• **LIST OF TASKS**
1. Translate into French the sentence "Anyone know how to stop all these random calls you get from people selling kitchens, windows, doing surveys etc?" from the thread on cold callers.
2. In the thread on cold callers, rewrite the text between "# How do you" and "to be working.", inclusive, substituting "conservatories" for "kitchens".
3. According to the thread on cold callers, how long does a registration on the telephone preference list last?

::: PASSAGE :::

# How do you stop cold callers phoning your house?



## ophelia (Sep 27, 2005)

Hi,

Anyone know how to stop all these random calls you get from people selling kitchens, windows, doing surveys etc?

My DH claims to have phoned a number to block those calls ages ago but it doesn't seem to be working. 
I just had a phone call from someone local (who, for once didn't have a withheld number) and was wondering if you can block them too or is it that once you're number is in the phone book anyone can just phone you for silly surveys?

Since I've been off on maternity leave I've had about 2 calls a day (usually when napping. ) and they're mainly from abroad (as it says International on my number id) and it infuriates me as I have other things to do than getting annoyed with strangers phoning my house.

Any suggestions what i can do to stop these calls?

Love/Ophelia


----------



## professor waffle (Apr 23, 2005)

You could try this

http://www.mpsonline.org.uk/tps/

/links


----------



## AmandaB1971 (Feb 19, 2006)

It's the telephone preference list he will have put you on but it only last 6 months and then you have to re-register! 

http://www.tpsonline.org.uk/tps/what/

Axxx

/links


----------



## HippyChicky (Aug 3, 2009)

::: RAW DATA :::

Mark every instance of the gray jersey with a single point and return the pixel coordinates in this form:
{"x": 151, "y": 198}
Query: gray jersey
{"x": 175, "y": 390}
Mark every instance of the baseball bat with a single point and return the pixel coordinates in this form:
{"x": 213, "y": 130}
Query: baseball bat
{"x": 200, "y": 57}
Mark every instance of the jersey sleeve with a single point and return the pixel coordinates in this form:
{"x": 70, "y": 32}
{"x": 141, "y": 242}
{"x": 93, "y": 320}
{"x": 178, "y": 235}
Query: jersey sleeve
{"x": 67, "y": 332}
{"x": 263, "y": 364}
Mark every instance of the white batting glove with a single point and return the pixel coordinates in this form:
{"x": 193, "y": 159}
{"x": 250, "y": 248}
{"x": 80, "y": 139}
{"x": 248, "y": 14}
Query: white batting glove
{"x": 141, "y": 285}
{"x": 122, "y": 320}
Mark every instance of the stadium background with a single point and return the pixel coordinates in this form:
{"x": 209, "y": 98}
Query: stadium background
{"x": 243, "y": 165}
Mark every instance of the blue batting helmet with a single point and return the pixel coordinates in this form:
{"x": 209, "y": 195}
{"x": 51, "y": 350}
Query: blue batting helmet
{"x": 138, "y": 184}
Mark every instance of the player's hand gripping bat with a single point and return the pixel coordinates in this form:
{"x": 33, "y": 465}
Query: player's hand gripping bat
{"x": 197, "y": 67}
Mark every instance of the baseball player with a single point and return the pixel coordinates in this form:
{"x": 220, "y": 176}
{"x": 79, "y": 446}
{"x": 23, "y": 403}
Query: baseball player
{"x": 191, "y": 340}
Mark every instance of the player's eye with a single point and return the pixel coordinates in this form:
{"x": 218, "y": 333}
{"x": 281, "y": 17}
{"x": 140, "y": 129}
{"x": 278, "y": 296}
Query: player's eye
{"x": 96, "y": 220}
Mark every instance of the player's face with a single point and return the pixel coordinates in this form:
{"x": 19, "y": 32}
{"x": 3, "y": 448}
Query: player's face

:::

• **EXERCISE RESPONSES**
1. Quelqu'un sait-il comment arrêter tous ces appels aléatoires de gens qui vendent des cuisines, des fenêtres, qui font des sondages, etc. ?

2.
# How do you stop cold callers phoning your house?



## ophelia (Sep 27, 2005)

Hi,

Anyone know how to stop all these random calls you get from people selling conservatories, windows, doing surveys etc?

My DH claims to have phoned a number to block those calls ages ago but it doesn't seem to be working.

3. It lasts only six months, after which you have to re-register.